Altaf
Altaf Altaf Altaf Altaf

Altaf

Altaf

Altaf

1942 - 2005

Altaf

Born in Baroda, Altaf Mohamedi’s interest in painting began while at the Scindia School in Gwalior under the tutelage of his art instructor Niyogi.

Altaf's nascent interest was also encouraged by his elder sister and noted painter Nasreen Mohamedi. Though brought up in an affluent family, Altaf was greatly inspired by Marxist ideologies, and worked with student organisation Proyom (1969-75) at the Matunga Labour Camp, Bombay (1971-74), and at a mobile crèche.

As an artist, Altaf was committed to investigating different aspects of the human condition—loneliness, despair, fear, and hope. Sometimes choosing the grid and at other times the curtain, Altaf created multiple pockets of space within his picture plane. He layered the passage of time with ambiguities regarding the purpose of life amidst haunting shadows and floating heads. He used colour effectively to invoke the dark psychic recesses vis-à-vis the illuminated passages in which the artist’s self-portrait slowly dematerialised in its journey towards the spirit.
--------------------------------
▸ **WHAT NEEDS TO BE DONE**
In the biography of Altaf above, rewrite the passage from "Born in Baroda, Altaf" up to and including "a mobile crèche.", changing "Bombay" to "Mumbai".

▸ **GIVEN ENTRIES**
--------------------------------
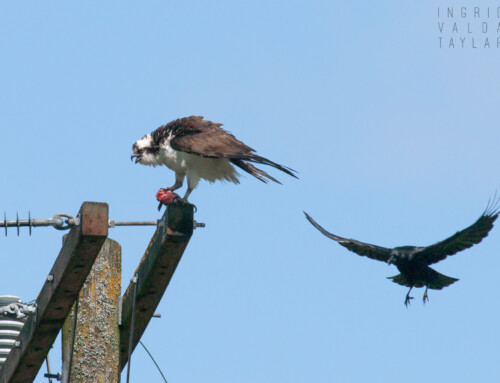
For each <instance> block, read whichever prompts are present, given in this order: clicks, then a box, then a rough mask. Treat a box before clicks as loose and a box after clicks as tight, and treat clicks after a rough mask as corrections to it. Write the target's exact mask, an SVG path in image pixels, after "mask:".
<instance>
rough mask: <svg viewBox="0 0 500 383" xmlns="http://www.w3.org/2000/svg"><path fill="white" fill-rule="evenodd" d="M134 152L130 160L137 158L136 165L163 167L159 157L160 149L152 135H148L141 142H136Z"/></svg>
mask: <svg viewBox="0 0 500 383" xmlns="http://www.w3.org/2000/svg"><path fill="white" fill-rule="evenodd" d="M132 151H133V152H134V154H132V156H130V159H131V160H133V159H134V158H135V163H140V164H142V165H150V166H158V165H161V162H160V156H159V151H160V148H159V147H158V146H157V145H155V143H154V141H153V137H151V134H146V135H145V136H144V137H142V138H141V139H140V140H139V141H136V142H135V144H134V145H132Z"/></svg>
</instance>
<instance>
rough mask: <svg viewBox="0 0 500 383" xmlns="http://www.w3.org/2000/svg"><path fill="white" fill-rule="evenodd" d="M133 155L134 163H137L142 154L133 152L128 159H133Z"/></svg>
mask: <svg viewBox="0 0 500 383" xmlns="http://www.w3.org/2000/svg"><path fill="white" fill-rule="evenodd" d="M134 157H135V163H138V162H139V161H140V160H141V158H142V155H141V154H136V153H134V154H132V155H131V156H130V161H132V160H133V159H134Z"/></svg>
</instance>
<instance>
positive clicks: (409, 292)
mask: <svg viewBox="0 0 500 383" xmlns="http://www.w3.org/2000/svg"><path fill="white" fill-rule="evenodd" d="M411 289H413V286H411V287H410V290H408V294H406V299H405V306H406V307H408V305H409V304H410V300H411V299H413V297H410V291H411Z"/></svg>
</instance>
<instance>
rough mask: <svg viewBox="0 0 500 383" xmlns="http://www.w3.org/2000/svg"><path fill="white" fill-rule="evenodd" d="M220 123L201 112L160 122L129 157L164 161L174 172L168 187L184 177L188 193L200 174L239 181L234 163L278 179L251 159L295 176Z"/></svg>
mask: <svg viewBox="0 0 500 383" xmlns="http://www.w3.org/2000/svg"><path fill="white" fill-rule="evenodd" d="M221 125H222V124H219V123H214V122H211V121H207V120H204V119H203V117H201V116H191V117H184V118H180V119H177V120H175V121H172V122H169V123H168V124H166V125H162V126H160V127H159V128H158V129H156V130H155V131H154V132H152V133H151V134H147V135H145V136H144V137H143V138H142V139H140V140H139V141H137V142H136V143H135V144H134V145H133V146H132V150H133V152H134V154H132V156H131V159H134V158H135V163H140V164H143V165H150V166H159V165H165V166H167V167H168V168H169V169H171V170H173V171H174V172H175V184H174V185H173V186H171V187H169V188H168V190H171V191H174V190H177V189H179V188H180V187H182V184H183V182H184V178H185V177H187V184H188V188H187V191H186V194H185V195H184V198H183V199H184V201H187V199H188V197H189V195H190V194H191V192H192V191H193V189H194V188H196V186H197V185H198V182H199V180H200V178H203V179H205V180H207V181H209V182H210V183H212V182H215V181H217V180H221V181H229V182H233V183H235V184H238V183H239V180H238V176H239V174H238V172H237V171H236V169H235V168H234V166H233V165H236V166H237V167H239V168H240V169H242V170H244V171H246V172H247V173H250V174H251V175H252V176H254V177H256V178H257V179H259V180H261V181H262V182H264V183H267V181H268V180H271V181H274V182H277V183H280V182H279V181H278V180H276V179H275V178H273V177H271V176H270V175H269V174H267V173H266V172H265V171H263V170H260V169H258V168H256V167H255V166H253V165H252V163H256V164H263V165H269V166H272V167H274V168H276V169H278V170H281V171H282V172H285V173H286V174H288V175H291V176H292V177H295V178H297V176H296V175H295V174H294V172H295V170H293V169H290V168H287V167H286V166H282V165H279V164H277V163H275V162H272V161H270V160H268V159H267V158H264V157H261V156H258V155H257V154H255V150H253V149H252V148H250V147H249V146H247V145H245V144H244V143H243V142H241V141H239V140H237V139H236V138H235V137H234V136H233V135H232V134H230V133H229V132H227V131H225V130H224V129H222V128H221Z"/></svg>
--------------------------------
▸ **ANSWER SPACE**
Born in Baroda, Altaf Mohamedi’s interest in painting began while at the Scindia School in Gwalior under the tutelage of his art instructor Niyogi.

Altaf's nascent interest was also encouraged by his elder sister and noted painter Nasreen Mohamedi. Though brought up in an affluent family, Altaf was greatly inspired by Marxist ideologies, and worked with student organisation Proyom (1969-75) at the Matunga Labour Camp, Mumbai (1971-74), and at a mobile crèche.